Task requirements —
Copy out all of the material below, renaming every "Target" to "Label" and leaving everything else unchanged. Leave the pictures out of your copy.
start Material supplied
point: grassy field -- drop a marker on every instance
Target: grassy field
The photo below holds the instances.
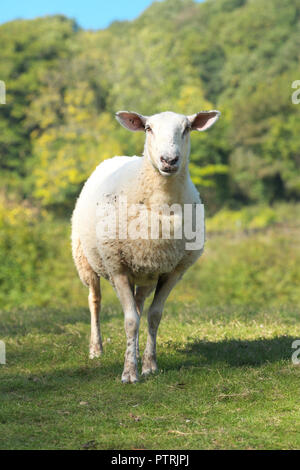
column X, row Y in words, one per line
column 225, row 381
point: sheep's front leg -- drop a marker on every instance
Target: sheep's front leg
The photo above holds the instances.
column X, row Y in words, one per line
column 141, row 294
column 131, row 320
column 164, row 286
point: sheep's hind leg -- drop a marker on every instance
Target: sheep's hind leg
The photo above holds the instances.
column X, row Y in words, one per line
column 96, row 348
column 164, row 286
column 132, row 320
end Material supplied
Solution for this task —
point: grassy field -- drop a marker on every instance
Label: grassy field
The photo below holds the instances.
column X, row Y in words, one per line
column 225, row 381
point: sheep's front leg -- drop a marker on every instance
Label: sheep's front leg
The photo above holds the instances.
column X, row Y in words, one per line
column 141, row 294
column 131, row 320
column 164, row 286
point: sheep's hind leg -- drop a marker on every instance
Label: sheep's hind leg
The photo above holds the instances.
column X, row Y in words, one per line
column 96, row 348
column 164, row 286
column 132, row 320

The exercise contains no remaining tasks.